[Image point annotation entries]
_ _ _ _ _

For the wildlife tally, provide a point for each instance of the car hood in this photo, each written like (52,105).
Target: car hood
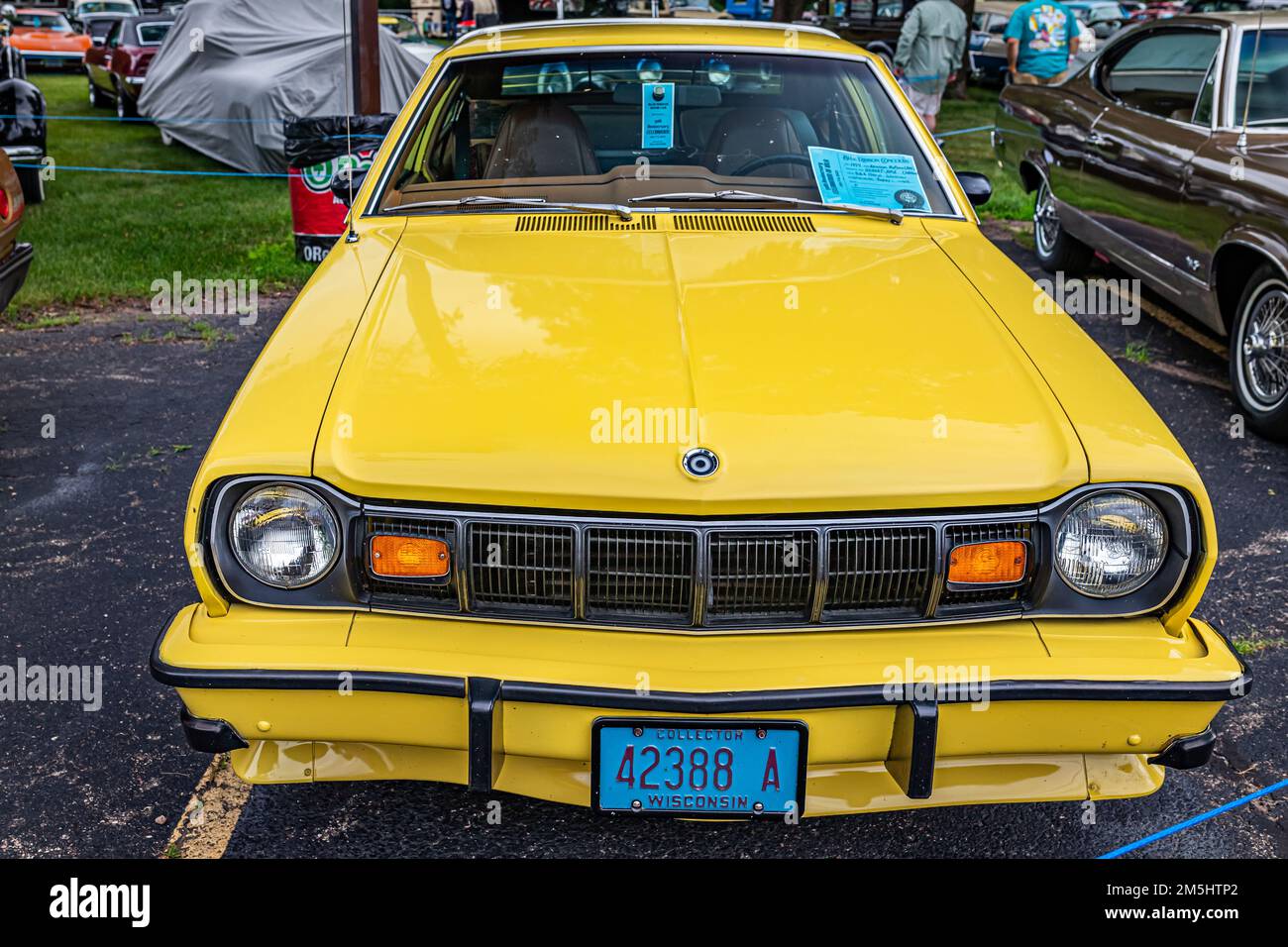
(849,368)
(42,39)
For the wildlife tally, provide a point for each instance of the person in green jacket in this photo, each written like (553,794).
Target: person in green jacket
(930,51)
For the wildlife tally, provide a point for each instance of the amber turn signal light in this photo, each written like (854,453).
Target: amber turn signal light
(408,557)
(987,564)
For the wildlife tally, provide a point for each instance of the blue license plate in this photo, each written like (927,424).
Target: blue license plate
(699,768)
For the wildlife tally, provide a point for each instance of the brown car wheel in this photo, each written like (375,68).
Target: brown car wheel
(1056,250)
(1258,354)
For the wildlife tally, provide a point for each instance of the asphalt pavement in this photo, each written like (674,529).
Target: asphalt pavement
(91,565)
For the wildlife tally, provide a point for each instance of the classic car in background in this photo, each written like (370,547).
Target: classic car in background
(695,9)
(1170,157)
(22,127)
(14,257)
(872,25)
(81,11)
(410,35)
(1103,18)
(425,549)
(988,62)
(46,38)
(117,67)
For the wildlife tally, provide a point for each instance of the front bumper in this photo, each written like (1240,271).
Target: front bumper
(1020,710)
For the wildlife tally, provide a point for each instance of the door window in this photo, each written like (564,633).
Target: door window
(1267,78)
(1162,72)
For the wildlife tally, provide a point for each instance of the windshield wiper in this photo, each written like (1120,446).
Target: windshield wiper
(477,200)
(884,213)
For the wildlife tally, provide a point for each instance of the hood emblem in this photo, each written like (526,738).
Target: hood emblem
(699,462)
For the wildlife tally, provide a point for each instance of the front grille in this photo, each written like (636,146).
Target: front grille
(518,565)
(687,574)
(880,570)
(643,574)
(759,574)
(747,223)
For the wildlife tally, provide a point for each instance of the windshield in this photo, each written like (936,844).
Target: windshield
(106,7)
(612,128)
(153,34)
(53,22)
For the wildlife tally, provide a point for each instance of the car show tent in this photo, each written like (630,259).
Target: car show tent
(232,71)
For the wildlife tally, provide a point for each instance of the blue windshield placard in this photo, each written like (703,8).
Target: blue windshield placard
(874,180)
(657,129)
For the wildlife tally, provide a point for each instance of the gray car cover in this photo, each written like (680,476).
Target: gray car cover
(230,71)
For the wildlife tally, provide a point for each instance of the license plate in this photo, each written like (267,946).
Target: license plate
(698,768)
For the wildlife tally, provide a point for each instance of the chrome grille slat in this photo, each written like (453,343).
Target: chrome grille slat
(692,575)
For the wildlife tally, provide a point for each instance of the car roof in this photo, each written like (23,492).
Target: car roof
(1245,20)
(562,34)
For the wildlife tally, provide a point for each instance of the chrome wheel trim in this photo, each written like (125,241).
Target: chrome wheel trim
(1262,347)
(1046,222)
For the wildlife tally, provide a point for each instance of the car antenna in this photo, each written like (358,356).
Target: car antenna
(352,235)
(1241,145)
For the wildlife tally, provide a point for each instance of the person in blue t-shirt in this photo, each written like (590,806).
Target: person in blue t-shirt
(1039,40)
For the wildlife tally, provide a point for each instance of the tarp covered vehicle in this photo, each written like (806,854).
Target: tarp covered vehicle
(231,71)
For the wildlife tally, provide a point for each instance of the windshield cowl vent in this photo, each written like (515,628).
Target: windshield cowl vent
(750,223)
(583,223)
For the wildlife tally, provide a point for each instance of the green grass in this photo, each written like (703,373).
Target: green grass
(974,153)
(108,236)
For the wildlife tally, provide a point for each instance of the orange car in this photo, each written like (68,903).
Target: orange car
(46,38)
(14,257)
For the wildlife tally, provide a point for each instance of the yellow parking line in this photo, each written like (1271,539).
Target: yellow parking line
(210,817)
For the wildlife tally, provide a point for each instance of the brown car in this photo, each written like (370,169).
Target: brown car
(117,63)
(1164,158)
(14,257)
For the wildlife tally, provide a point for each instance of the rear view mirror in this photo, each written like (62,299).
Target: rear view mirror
(340,185)
(977,185)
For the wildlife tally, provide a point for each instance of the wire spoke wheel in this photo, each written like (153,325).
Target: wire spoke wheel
(1263,348)
(1046,222)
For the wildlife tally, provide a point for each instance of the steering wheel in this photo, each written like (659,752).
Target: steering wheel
(767,159)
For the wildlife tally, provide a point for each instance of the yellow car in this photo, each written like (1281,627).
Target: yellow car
(666,438)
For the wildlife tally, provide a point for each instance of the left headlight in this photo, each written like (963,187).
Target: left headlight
(1111,544)
(284,536)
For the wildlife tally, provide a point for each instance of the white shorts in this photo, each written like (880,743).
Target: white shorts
(925,103)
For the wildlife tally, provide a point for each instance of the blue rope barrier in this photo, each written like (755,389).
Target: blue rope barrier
(1189,822)
(156,170)
(964,132)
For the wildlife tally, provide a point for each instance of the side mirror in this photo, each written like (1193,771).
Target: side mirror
(977,185)
(340,184)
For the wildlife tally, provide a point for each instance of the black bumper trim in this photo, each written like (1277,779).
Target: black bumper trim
(13,272)
(210,736)
(912,748)
(695,702)
(484,733)
(1186,753)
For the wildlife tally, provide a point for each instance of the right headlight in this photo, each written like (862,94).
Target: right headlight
(1111,544)
(284,536)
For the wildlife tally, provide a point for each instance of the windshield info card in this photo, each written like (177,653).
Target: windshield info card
(872,180)
(658,131)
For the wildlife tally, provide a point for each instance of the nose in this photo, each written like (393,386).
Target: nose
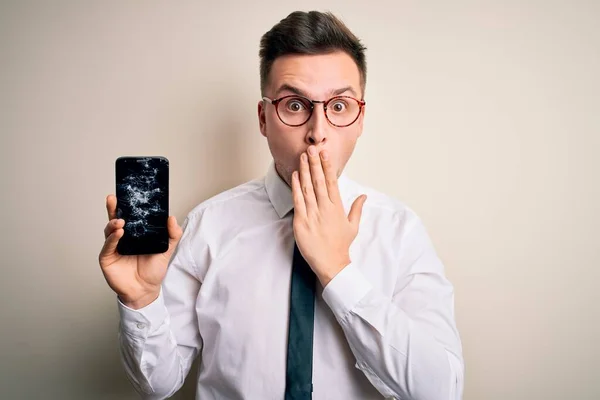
(317,126)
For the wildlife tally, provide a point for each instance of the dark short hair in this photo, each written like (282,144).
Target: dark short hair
(310,33)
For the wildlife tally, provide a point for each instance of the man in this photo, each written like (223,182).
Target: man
(294,285)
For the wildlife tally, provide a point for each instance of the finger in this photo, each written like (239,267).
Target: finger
(175,233)
(174,229)
(299,205)
(333,189)
(113,225)
(306,184)
(110,244)
(316,173)
(356,211)
(111,206)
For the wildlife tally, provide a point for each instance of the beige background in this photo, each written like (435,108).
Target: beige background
(482,116)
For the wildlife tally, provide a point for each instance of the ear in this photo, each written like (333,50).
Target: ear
(262,118)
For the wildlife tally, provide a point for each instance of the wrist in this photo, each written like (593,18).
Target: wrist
(137,302)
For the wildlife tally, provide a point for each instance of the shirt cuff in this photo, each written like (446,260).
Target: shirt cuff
(147,319)
(345,290)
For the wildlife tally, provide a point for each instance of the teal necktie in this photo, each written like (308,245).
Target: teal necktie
(298,384)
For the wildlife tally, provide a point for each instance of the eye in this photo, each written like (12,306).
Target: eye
(338,106)
(295,105)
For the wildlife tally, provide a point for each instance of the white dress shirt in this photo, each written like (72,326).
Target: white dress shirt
(384,326)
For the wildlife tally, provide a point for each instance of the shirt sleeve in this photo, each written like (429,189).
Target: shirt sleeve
(406,344)
(159,342)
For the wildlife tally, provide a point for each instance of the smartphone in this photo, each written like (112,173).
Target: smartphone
(142,190)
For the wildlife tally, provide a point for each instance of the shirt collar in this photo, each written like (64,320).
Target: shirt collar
(280,194)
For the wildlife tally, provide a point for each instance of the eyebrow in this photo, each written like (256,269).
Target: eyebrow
(295,90)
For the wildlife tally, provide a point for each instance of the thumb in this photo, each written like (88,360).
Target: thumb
(356,210)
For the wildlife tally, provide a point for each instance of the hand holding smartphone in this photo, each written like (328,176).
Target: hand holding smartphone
(140,237)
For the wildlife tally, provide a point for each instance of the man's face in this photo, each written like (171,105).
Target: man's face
(317,77)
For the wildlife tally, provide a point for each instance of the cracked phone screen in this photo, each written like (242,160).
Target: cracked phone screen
(142,185)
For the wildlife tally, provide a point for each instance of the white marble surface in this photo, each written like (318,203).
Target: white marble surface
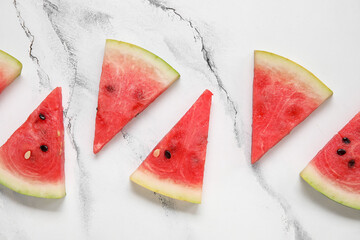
(210,43)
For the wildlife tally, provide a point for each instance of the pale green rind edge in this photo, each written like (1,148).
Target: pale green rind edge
(329,189)
(17,65)
(169,70)
(325,91)
(38,189)
(166,187)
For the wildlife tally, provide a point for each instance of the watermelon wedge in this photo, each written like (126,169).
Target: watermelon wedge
(32,159)
(284,94)
(175,167)
(10,69)
(131,79)
(335,170)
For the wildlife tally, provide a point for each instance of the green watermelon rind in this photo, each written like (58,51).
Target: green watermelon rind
(167,187)
(11,64)
(273,60)
(31,188)
(169,74)
(329,188)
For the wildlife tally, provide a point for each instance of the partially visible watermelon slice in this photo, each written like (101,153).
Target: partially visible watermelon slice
(32,159)
(175,167)
(10,68)
(131,79)
(335,170)
(284,94)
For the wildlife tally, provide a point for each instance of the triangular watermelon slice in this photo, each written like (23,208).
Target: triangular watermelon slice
(32,159)
(131,79)
(10,68)
(335,170)
(175,167)
(284,94)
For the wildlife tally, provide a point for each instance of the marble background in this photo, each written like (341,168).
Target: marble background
(211,43)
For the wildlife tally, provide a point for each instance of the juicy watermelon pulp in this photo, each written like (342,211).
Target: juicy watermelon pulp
(131,79)
(175,167)
(284,94)
(10,69)
(335,170)
(32,159)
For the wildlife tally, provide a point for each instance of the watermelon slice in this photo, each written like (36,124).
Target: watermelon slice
(175,167)
(284,94)
(131,79)
(32,159)
(335,170)
(10,68)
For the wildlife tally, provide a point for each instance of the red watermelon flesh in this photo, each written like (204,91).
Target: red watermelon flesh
(284,94)
(131,79)
(175,167)
(10,69)
(32,159)
(335,170)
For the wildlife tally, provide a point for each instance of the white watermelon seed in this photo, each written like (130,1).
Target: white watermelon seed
(27,155)
(156,153)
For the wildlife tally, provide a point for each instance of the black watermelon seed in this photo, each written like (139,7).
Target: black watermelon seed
(44,148)
(351,163)
(341,152)
(41,116)
(167,154)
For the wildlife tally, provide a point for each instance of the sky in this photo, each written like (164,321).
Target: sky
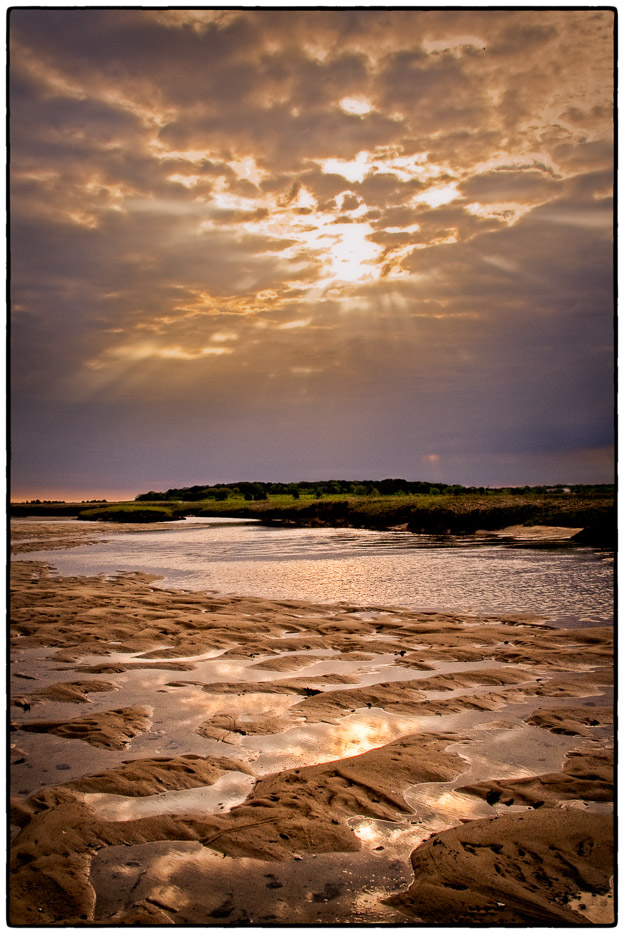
(309,244)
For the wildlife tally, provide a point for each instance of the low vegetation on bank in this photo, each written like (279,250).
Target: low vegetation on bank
(415,506)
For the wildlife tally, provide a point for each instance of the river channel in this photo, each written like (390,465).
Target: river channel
(569,586)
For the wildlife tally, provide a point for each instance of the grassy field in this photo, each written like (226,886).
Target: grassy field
(457,512)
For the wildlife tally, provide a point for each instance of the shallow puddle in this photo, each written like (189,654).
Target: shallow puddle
(195,885)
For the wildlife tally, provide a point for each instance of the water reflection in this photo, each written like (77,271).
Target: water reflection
(359,566)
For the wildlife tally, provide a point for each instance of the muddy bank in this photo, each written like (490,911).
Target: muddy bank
(254,761)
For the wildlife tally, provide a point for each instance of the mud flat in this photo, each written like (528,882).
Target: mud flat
(193,758)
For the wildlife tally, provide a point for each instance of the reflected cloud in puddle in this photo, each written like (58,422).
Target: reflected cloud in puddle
(313,744)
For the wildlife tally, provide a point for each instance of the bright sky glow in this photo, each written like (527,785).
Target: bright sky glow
(407,213)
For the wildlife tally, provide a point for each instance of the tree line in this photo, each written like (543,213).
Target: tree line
(260,490)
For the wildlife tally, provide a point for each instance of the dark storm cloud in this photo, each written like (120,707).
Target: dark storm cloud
(307,230)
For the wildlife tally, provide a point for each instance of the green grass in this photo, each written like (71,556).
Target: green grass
(434,513)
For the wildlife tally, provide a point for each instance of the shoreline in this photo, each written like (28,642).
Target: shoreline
(303,757)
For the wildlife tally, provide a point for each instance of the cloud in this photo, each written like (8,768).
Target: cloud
(380,218)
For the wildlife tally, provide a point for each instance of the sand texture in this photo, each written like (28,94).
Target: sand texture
(195,758)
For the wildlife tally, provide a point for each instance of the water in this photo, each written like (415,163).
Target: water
(568,586)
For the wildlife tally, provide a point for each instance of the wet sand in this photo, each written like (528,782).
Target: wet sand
(195,758)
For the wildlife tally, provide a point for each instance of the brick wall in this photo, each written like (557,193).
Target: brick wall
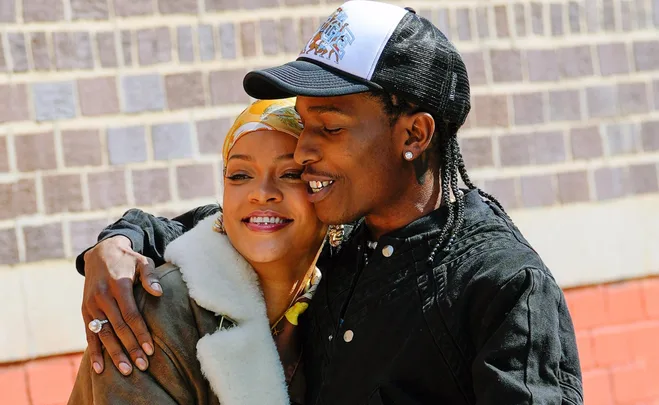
(110,104)
(617,330)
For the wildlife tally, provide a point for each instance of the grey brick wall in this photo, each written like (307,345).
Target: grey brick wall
(107,104)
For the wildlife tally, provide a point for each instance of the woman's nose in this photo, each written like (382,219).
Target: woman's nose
(266,191)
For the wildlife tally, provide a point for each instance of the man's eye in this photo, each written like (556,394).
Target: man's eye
(238,177)
(332,130)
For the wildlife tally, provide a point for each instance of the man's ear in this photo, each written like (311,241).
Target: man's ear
(420,128)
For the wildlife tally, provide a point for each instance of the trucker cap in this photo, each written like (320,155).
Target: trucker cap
(368,45)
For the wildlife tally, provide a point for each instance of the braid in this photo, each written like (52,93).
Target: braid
(452,168)
(449,184)
(467,181)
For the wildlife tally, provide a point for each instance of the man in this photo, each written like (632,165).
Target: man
(435,296)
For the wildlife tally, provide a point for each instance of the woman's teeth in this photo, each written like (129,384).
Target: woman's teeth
(316,186)
(266,220)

_ _ _ _ _

In the entries above, find the line containing "written like (556,394).". Set down that line and every line after it through the last one, exactly and alone.

For the wildlife tally, provide a point for each instance of the man's eye in this photo, each written like (556,394).
Target: man's eye
(238,177)
(332,130)
For the wildlife tally, provide a point for each instance of the man's ear in this photo, each written like (311,241).
Target: man's ear
(420,128)
For the wildlife tally, provide a point for each instance of the trucker cap in this photo, each written like (320,155).
Target: trucker cap
(368,45)
For the wildlife tally, provide a point for each instance of the braid in this photo, each written like (52,93).
Target: braid
(452,168)
(449,184)
(467,181)
For the wildlife tally, provide a point for each instance of the man in this photo, each written like (632,165).
Target: man
(435,296)
For the wildlife tally, provide a point for each instance of the woman's teeth in this photo, each written like (129,384).
Target: woman's teeth
(316,186)
(266,220)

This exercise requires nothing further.